Dear friends,
I decided to write because many are active on HuggieFace with their AI models.
I have been continuously testing AI Models 8/10 hours a day for a year now. And when I say that I test the models, I don’t mean like many do on YouTube to get likes, with type tests. Tell me what the capital of Australia is or tell me who the tenth president of the United States is. Because these tests depress me as well as making me smile. Already 40 years ago my Commodore Vic 20 answered these questions in BASIC language!
I test models very seriously. Being a history buff, my questions are very oriented towards history, culture, geography, literature. So my tests are to try in every way to extrapolate answers and summaries to the AI models.
Now I note with great sadness that models are trained with a lot of data, but there is not enough focus on ensuring that the algorithm is able to extrapolate the data and return it to the user in a faithful and coherent manner.

**TASK GOAL**
In the forum post about testing AI models, which computer does the writer say answered simple trivia questions in BASIC 40 years ago?

**GIVEN DATA**
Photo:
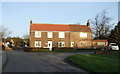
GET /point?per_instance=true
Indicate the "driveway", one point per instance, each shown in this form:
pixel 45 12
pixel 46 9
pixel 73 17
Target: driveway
pixel 20 61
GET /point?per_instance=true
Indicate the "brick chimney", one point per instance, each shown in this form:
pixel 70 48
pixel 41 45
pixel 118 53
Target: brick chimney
pixel 30 22
pixel 88 23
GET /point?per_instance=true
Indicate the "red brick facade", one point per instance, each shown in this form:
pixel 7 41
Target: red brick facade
pixel 72 35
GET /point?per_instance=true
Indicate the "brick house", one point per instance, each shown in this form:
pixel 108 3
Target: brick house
pixel 60 35
pixel 100 43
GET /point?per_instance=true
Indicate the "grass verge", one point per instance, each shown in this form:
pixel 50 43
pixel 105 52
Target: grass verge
pixel 96 62
pixel 68 51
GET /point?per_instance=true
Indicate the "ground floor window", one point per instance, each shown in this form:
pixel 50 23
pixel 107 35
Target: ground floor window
pixel 61 44
pixel 72 44
pixel 37 43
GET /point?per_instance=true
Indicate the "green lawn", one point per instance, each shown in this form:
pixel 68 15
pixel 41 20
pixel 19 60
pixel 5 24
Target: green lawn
pixel 96 62
pixel 67 51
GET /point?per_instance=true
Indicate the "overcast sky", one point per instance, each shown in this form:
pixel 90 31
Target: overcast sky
pixel 17 15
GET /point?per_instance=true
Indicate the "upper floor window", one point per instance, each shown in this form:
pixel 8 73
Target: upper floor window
pixel 49 34
pixel 38 34
pixel 61 35
pixel 61 44
pixel 83 34
pixel 37 43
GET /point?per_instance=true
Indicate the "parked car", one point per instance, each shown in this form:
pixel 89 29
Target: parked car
pixel 113 46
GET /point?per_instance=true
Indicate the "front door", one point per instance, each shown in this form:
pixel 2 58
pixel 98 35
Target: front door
pixel 49 44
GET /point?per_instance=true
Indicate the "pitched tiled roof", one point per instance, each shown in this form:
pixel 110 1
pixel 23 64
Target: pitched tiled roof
pixel 60 27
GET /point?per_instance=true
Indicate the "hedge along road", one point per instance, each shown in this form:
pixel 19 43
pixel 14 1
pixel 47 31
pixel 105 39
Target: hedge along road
pixel 20 61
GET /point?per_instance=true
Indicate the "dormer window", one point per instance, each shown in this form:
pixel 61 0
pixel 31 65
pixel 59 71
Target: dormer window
pixel 49 34
pixel 61 34
pixel 83 34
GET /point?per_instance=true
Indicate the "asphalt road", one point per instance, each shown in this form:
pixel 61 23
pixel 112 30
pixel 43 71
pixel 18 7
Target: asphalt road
pixel 20 61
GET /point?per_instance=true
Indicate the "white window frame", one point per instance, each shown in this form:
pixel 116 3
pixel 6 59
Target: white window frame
pixel 83 34
pixel 37 34
pixel 61 34
pixel 50 34
pixel 37 43
pixel 62 42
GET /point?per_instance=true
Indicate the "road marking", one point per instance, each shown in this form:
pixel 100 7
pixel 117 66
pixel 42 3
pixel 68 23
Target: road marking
pixel 64 63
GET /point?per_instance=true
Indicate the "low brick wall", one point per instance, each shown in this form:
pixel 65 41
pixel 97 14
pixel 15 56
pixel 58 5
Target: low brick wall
pixel 30 49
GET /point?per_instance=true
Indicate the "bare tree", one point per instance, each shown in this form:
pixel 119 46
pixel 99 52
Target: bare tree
pixel 101 25
pixel 4 32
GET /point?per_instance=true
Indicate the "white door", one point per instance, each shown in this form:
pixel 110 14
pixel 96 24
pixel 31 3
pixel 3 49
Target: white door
pixel 49 44
pixel 72 44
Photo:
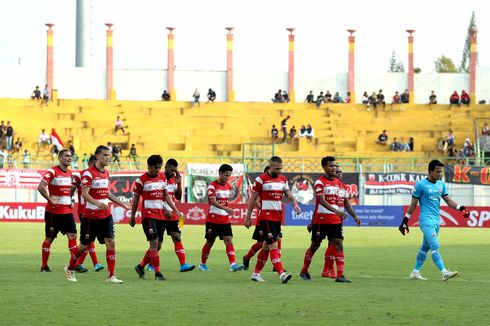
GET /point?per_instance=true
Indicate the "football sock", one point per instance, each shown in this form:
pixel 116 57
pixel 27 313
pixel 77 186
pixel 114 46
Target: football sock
pixel 261 260
pixel 230 252
pixel 110 257
pixel 180 252
pixel 45 251
pixel 437 259
pixel 206 249
pixel 276 261
pixel 93 253
pixel 253 250
pixel 307 261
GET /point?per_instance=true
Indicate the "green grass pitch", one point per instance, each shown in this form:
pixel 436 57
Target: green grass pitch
pixel 378 261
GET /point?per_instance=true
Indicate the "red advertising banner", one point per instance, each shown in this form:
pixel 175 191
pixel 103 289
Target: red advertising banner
pixel 479 217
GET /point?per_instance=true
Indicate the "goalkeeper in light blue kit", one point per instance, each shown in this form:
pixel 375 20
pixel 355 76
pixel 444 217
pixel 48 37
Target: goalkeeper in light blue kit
pixel 429 192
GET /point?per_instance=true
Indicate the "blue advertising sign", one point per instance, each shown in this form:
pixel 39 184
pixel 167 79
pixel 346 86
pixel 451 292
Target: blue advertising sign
pixel 369 215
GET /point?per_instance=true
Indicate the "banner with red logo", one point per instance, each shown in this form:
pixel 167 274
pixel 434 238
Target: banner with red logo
pixel 479 217
pixel 467 174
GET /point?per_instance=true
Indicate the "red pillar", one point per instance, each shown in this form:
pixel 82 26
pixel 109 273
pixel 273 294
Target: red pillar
pixel 230 93
pixel 49 59
pixel 352 72
pixel 110 92
pixel 291 66
pixel 410 66
pixel 473 66
pixel 171 65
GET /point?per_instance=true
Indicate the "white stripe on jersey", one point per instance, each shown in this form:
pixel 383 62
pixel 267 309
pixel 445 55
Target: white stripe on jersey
pixel 271 205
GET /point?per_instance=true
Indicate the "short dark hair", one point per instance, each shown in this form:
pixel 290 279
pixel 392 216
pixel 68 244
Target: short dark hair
pixel 327 159
pixel 101 148
pixel 433 164
pixel 62 152
pixel 154 160
pixel 225 168
pixel 172 162
pixel 276 159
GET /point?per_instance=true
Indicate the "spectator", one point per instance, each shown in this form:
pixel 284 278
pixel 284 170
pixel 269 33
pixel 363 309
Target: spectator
pixel 36 94
pixel 347 98
pixel 211 95
pixel 43 140
pixel 380 99
pixel 309 98
pixel 118 126
pixel 382 138
pixel 405 97
pixel 319 99
pixel 454 99
pixel 284 127
pixel 328 97
pixel 432 98
pixel 465 98
pixel 285 97
pixel 395 145
pixel 310 133
pixel 485 131
pixel 17 145
pixel 71 148
pixel 274 133
pixel 9 135
pixel 196 95
pixel 337 98
pixel 278 97
pixel 450 138
pixel 293 133
pixel 26 159
pixel 165 96
pixel 46 95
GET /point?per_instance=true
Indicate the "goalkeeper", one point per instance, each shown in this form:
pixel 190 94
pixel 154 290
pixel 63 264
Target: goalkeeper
pixel 429 192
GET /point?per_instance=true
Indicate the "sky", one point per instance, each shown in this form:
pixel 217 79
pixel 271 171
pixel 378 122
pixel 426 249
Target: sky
pixel 261 41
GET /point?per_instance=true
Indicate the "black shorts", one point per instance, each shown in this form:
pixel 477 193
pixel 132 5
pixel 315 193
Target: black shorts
pixel 91 228
pixel 330 231
pixel 155 228
pixel 54 223
pixel 214 230
pixel 271 231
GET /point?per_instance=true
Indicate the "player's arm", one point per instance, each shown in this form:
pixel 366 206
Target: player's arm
pixel 116 200
pixel 292 200
pixel 88 198
pixel 44 192
pixel 134 208
pixel 251 204
pixel 351 211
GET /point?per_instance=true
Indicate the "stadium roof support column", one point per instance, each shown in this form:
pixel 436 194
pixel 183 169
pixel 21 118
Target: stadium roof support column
pixel 351 72
pixel 171 65
pixel 110 92
pixel 291 65
pixel 410 66
pixel 230 93
pixel 49 58
pixel 473 66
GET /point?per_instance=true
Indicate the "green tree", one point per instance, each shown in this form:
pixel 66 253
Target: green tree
pixel 445 64
pixel 465 61
pixel 394 64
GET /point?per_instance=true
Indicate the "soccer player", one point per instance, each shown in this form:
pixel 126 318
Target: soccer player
pixel 429 192
pixel 151 187
pixel 270 187
pixel 77 185
pixel 58 216
pixel 218 219
pixel 97 221
pixel 174 190
pixel 327 222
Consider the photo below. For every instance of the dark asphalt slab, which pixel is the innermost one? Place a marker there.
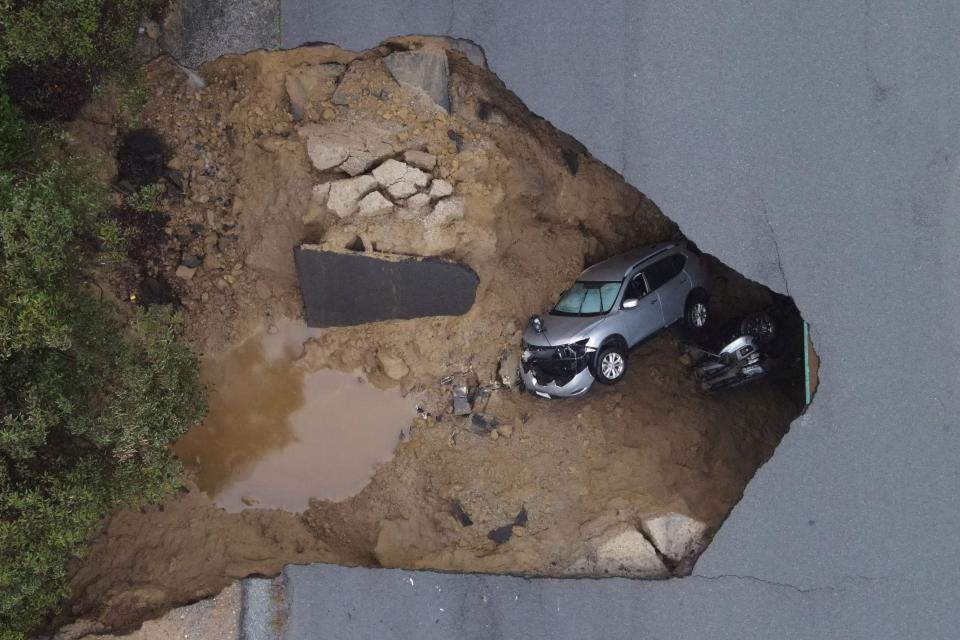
(814, 147)
(349, 288)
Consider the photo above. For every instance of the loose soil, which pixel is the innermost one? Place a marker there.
(538, 209)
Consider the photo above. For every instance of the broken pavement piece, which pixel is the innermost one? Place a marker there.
(344, 288)
(422, 70)
(676, 536)
(440, 188)
(458, 512)
(420, 159)
(522, 518)
(352, 147)
(445, 212)
(374, 204)
(400, 179)
(482, 423)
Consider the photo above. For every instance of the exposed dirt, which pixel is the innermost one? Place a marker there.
(538, 208)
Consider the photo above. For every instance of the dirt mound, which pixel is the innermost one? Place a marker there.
(276, 149)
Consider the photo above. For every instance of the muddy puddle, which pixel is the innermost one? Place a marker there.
(277, 435)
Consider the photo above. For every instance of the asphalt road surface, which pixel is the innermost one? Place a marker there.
(814, 147)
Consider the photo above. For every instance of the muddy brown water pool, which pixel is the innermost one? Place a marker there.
(277, 435)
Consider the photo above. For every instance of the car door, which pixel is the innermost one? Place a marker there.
(667, 278)
(646, 317)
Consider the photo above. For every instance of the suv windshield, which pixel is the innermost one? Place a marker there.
(587, 299)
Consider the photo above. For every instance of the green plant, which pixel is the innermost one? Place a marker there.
(88, 33)
(146, 198)
(88, 405)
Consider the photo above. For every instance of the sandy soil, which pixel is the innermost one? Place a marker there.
(538, 209)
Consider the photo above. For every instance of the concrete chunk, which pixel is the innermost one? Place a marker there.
(424, 70)
(374, 204)
(400, 179)
(348, 288)
(345, 195)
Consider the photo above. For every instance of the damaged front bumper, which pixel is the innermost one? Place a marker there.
(557, 372)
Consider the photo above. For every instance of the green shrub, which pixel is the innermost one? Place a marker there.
(86, 33)
(88, 405)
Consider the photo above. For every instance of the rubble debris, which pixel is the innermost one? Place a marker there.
(420, 159)
(424, 70)
(482, 423)
(400, 179)
(508, 369)
(522, 517)
(343, 288)
(458, 512)
(309, 85)
(445, 212)
(352, 147)
(374, 204)
(676, 536)
(501, 534)
(619, 550)
(345, 195)
(392, 366)
(440, 188)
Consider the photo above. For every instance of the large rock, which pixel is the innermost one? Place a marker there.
(345, 195)
(424, 70)
(352, 147)
(677, 536)
(400, 179)
(342, 288)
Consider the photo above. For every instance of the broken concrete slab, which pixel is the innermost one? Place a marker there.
(423, 70)
(352, 147)
(345, 195)
(400, 179)
(374, 204)
(675, 535)
(347, 288)
(620, 550)
(420, 159)
(445, 212)
(440, 188)
(309, 85)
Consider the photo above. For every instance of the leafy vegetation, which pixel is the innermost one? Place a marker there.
(85, 33)
(88, 403)
(147, 198)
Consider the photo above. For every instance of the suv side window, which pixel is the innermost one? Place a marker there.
(637, 287)
(661, 272)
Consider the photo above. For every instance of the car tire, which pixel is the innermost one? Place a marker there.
(696, 312)
(611, 365)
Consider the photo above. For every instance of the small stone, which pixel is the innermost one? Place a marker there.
(374, 204)
(420, 159)
(392, 366)
(440, 188)
(185, 272)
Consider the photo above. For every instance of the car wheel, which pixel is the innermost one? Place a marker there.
(696, 313)
(611, 365)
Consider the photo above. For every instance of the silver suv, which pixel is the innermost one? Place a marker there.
(611, 308)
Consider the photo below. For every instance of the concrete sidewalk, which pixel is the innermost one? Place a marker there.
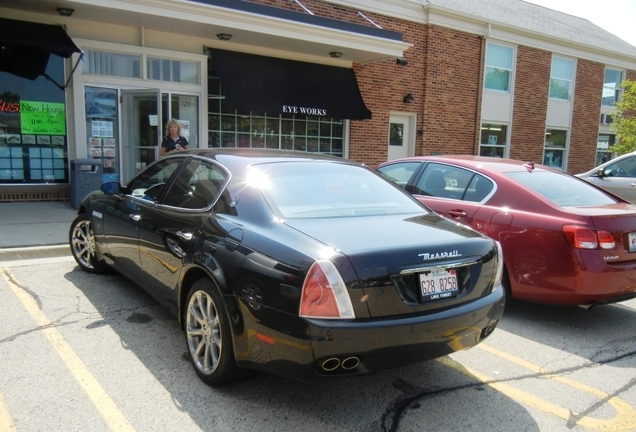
(34, 229)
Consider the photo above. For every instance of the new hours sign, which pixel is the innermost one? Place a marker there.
(43, 118)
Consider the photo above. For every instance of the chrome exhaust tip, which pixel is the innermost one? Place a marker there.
(350, 363)
(330, 364)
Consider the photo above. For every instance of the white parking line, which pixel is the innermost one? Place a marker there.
(6, 422)
(114, 418)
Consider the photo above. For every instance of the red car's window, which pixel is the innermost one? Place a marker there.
(562, 189)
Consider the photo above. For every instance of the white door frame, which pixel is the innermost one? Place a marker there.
(409, 122)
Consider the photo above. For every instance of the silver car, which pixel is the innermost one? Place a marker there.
(617, 176)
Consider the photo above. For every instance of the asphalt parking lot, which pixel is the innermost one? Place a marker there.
(89, 352)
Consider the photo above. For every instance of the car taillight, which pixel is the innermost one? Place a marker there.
(587, 238)
(324, 293)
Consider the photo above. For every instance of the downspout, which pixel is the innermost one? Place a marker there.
(480, 90)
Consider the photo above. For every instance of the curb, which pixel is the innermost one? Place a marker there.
(22, 253)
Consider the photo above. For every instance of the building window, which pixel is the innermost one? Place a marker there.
(494, 140)
(555, 147)
(172, 70)
(259, 130)
(561, 76)
(33, 142)
(498, 67)
(113, 64)
(605, 141)
(611, 83)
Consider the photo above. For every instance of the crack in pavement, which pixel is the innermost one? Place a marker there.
(390, 419)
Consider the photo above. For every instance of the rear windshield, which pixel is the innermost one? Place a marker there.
(325, 189)
(561, 189)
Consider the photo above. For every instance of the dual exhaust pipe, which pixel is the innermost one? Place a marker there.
(333, 363)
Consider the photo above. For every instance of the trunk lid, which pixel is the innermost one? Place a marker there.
(390, 252)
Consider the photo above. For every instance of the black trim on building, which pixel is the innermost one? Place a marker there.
(277, 86)
(26, 47)
(274, 12)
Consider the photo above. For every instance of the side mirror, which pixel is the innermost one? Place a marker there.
(111, 188)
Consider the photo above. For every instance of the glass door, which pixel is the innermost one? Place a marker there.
(142, 120)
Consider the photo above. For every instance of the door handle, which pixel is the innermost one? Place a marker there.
(457, 213)
(184, 236)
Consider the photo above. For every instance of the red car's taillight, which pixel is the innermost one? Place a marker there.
(324, 293)
(586, 238)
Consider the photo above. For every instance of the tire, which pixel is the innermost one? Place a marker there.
(82, 242)
(208, 336)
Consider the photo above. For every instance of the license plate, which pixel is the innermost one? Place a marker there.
(631, 237)
(438, 284)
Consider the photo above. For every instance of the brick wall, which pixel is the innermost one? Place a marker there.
(383, 85)
(452, 92)
(585, 116)
(530, 104)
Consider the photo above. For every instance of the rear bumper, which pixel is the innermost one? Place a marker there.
(330, 348)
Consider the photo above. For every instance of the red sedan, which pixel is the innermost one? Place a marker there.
(564, 240)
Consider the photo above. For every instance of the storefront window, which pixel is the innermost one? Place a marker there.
(172, 70)
(611, 86)
(554, 148)
(494, 138)
(605, 141)
(113, 64)
(260, 130)
(33, 144)
(101, 128)
(184, 109)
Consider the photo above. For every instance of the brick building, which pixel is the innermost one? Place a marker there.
(364, 79)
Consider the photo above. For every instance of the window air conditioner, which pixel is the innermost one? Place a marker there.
(606, 119)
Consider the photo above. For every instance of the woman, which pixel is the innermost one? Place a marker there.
(173, 141)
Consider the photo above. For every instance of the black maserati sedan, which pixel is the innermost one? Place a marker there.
(293, 263)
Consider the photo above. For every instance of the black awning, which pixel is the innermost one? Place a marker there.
(26, 46)
(277, 86)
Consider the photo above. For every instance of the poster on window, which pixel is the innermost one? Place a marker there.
(42, 118)
(185, 128)
(101, 128)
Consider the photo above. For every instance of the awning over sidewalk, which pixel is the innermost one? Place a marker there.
(276, 86)
(26, 46)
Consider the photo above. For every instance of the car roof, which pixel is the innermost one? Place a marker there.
(604, 164)
(262, 154)
(482, 163)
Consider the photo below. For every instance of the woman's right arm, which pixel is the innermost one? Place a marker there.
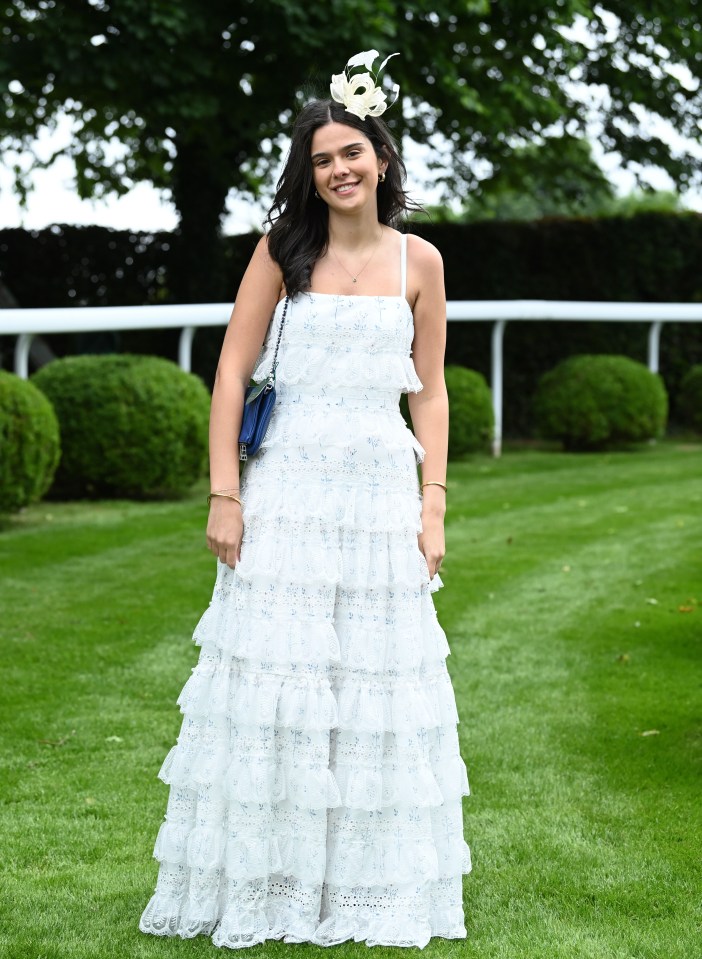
(256, 300)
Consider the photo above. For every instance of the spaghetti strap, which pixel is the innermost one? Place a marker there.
(403, 265)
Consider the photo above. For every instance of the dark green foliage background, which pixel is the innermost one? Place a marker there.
(29, 443)
(599, 402)
(691, 398)
(649, 257)
(471, 420)
(131, 425)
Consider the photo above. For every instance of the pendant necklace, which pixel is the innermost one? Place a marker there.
(373, 252)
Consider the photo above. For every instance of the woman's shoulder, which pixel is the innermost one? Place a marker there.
(423, 257)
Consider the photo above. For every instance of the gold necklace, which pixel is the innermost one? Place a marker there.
(373, 252)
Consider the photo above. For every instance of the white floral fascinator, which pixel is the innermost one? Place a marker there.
(360, 93)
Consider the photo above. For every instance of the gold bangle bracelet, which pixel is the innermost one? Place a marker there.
(225, 496)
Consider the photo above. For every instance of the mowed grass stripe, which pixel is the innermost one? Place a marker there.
(585, 833)
(582, 820)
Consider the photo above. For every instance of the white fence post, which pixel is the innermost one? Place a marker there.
(22, 347)
(185, 348)
(654, 342)
(25, 324)
(498, 332)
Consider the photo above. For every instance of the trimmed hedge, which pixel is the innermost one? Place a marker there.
(596, 402)
(646, 257)
(471, 419)
(30, 445)
(133, 426)
(690, 401)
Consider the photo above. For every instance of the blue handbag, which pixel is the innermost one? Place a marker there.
(259, 401)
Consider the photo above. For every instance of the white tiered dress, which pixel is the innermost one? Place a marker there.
(315, 788)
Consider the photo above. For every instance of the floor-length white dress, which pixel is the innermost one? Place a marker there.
(316, 784)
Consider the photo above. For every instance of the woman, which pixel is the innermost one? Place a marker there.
(316, 783)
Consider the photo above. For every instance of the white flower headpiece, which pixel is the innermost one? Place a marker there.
(359, 93)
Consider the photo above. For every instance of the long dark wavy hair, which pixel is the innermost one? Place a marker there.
(299, 222)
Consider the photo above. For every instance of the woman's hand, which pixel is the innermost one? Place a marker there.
(225, 529)
(431, 540)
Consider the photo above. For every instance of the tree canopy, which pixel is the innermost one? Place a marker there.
(193, 96)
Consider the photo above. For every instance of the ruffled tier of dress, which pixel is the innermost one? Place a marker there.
(315, 788)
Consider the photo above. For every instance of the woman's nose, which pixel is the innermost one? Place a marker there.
(340, 168)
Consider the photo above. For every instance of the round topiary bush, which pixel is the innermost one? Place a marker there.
(132, 426)
(595, 402)
(471, 418)
(29, 443)
(690, 400)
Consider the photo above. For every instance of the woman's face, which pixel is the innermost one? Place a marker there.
(345, 167)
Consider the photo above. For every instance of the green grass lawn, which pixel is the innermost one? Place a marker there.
(571, 606)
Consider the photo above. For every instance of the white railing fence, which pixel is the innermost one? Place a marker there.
(26, 324)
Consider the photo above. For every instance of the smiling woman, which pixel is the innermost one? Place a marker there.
(316, 784)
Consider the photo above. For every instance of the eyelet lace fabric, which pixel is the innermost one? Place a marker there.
(316, 783)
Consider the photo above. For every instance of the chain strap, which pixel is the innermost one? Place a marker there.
(271, 376)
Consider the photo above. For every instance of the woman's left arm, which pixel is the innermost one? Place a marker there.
(429, 408)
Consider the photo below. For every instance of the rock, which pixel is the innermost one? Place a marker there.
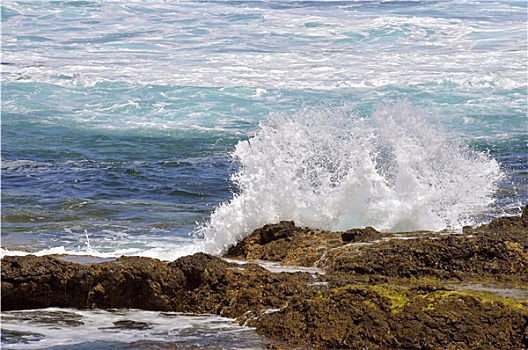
(416, 290)
(361, 235)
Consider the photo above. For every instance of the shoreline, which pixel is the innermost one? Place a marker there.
(354, 289)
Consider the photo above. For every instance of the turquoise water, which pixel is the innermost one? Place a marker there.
(125, 125)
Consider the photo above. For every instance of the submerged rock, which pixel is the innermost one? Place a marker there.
(418, 290)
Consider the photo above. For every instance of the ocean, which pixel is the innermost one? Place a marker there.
(162, 128)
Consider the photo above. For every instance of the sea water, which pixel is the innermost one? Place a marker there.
(163, 128)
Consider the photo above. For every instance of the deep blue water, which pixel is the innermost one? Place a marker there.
(126, 124)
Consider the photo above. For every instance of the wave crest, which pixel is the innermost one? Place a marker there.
(330, 169)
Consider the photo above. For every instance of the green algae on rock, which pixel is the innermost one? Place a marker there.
(417, 290)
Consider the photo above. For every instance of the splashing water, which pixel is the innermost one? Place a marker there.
(330, 169)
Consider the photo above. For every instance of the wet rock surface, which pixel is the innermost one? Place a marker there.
(418, 290)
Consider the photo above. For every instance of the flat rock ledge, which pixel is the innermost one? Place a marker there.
(371, 290)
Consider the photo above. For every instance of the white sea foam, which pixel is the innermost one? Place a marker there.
(38, 329)
(329, 169)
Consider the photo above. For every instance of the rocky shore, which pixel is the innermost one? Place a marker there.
(367, 289)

**SOLUTION**
A Commodore Vic 20.